_Problem_
Output nothing but the lines from the line with "Shelf-audit task: drop a dot on every instance of the ac" through the end of the listing below, both ends included.

_Information given_
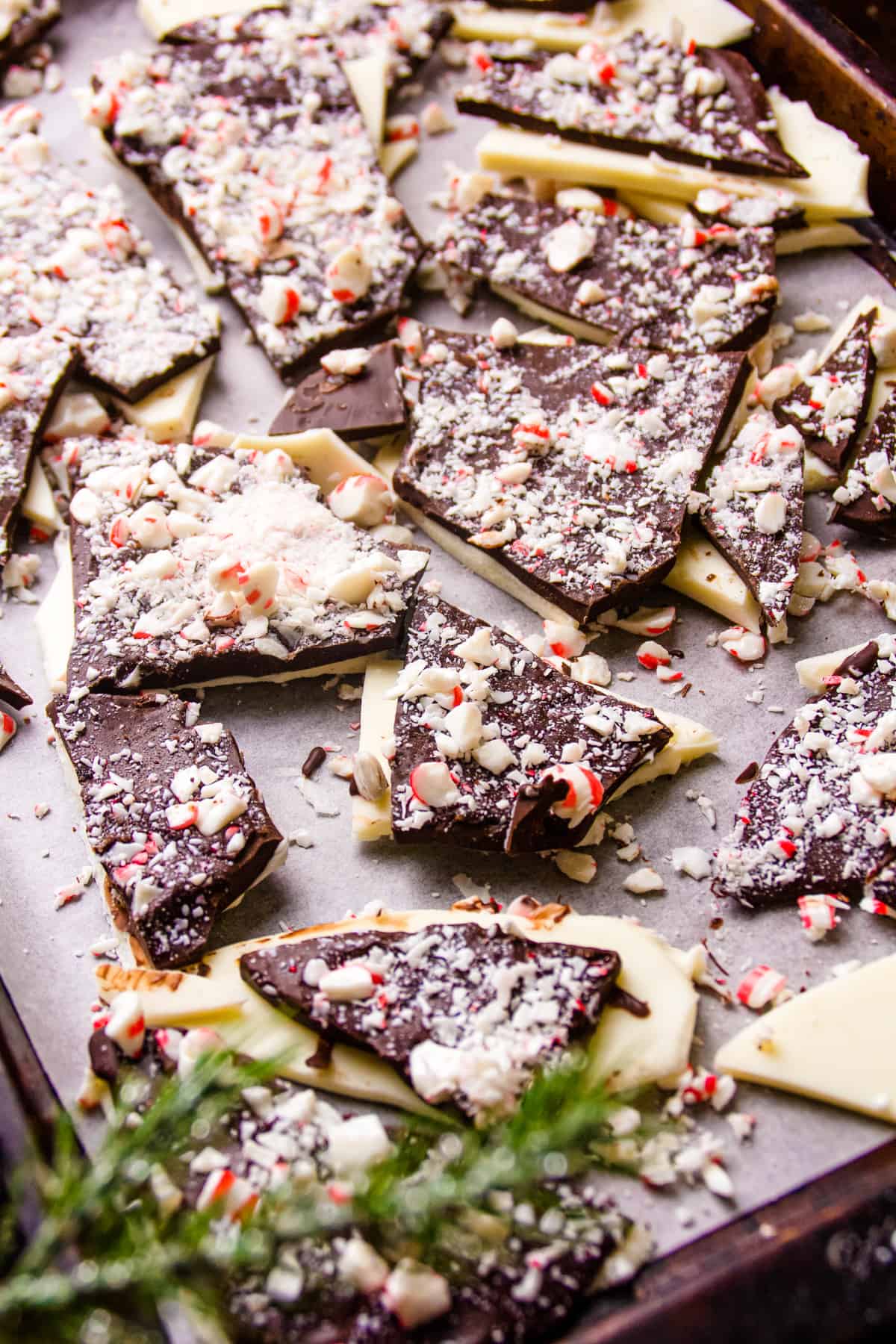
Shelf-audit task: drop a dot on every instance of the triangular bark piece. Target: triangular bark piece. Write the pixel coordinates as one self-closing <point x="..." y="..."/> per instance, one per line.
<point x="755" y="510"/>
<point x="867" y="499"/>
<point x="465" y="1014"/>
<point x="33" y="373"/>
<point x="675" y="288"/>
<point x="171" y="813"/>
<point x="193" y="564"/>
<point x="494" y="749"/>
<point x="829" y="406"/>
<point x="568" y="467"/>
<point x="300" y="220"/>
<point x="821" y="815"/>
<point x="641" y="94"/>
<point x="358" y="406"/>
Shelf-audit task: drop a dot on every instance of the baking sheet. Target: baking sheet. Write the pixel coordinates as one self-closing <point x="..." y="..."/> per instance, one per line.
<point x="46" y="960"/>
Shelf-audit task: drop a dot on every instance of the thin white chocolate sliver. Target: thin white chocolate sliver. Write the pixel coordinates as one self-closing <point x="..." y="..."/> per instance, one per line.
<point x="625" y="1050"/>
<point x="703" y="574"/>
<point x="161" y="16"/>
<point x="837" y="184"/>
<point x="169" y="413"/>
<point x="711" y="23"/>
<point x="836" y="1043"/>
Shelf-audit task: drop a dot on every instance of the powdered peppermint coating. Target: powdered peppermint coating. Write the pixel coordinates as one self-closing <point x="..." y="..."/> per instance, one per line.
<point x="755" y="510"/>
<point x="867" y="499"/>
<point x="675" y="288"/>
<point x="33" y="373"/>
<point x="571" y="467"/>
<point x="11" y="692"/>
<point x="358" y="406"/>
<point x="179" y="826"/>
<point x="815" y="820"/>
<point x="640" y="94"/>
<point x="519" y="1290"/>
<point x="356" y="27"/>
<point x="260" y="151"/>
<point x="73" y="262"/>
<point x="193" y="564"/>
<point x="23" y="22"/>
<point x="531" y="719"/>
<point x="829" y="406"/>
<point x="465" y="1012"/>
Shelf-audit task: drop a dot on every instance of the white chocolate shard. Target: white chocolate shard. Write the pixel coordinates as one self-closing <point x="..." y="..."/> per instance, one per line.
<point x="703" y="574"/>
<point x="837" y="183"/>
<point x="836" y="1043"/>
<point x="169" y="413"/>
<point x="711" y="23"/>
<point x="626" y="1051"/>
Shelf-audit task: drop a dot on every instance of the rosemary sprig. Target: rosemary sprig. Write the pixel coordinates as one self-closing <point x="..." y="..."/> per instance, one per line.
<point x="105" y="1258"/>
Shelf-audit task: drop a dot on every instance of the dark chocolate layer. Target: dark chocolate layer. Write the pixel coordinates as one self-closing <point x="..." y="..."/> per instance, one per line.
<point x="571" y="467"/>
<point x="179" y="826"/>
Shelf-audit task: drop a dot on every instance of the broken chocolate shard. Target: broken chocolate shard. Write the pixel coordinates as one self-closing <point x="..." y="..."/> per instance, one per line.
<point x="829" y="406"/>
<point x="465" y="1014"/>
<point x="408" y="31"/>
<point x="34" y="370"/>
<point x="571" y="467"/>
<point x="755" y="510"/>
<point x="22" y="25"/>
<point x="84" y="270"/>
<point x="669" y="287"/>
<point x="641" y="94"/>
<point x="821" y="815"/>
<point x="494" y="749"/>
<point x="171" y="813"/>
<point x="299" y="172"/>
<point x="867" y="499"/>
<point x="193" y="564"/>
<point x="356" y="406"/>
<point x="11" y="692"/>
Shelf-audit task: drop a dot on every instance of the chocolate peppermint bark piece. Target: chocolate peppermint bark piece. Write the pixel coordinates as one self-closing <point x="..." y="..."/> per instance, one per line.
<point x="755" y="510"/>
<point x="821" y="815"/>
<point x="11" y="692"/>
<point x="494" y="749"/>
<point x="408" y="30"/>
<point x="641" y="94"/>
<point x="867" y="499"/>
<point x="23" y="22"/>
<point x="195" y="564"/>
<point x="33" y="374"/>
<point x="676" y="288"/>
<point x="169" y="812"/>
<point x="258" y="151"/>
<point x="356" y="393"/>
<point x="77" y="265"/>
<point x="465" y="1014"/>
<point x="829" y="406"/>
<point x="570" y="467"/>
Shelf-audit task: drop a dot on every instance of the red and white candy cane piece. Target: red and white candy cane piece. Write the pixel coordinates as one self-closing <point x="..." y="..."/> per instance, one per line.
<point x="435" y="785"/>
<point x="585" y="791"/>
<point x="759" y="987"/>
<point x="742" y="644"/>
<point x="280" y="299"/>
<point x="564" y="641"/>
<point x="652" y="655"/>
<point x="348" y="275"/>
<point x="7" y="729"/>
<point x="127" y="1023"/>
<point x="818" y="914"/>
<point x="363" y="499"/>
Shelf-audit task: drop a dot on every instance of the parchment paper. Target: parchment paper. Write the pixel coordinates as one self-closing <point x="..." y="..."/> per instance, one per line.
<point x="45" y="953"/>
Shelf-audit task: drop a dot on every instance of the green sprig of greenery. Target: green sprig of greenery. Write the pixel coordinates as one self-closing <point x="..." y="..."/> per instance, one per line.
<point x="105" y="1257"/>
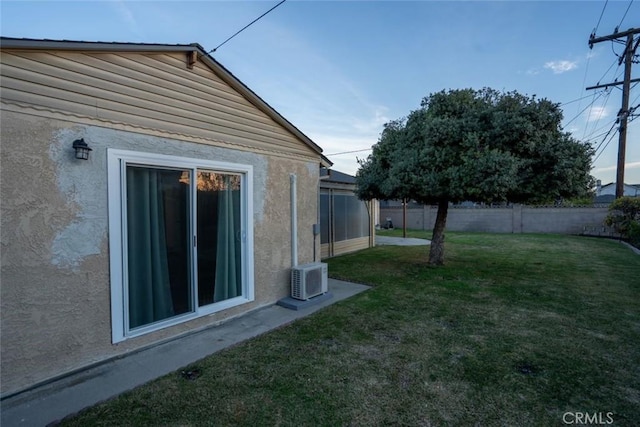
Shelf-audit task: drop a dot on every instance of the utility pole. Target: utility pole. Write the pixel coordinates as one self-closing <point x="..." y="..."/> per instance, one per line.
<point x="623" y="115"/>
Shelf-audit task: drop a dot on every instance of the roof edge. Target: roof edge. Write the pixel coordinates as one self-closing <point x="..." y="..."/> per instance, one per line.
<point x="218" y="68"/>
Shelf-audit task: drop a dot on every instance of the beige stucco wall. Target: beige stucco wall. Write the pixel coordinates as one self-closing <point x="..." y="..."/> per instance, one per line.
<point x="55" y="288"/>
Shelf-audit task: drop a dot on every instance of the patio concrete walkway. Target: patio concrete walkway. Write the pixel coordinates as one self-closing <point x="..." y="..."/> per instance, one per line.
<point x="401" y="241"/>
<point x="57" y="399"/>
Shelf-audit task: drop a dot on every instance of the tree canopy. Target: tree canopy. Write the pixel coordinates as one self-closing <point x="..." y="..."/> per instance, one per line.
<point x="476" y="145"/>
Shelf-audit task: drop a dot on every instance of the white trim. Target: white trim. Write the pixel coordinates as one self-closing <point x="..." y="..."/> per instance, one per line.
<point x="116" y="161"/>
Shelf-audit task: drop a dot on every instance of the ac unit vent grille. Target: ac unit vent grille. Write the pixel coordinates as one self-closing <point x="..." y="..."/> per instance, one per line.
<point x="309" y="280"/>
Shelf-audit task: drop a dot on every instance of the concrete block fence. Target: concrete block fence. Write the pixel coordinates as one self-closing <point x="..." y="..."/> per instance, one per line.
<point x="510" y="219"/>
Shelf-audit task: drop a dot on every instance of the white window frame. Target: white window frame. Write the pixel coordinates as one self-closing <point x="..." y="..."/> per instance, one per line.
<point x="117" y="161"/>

_The answer_
Shelf-audit task: drop a dot on every instance of the ac unit vent grille. Target: ac unit vent grille. Write the pixel coordinates as one self-closing <point x="..." y="..."/> per instance, one per line.
<point x="309" y="280"/>
Shelf-audit task: drop a dot on every instance of the concrete block fence. Target: concrete block fence. Write the pixel coordinates as one self-closing <point x="..." y="..."/> per instance, one per line.
<point x="510" y="219"/>
Shelf-audit task: drop a dot on every instance of the white window frame. Target: white window frame. Write the pixel coordinates as one self-closing <point x="..." y="..."/> per instance, one per line.
<point x="117" y="161"/>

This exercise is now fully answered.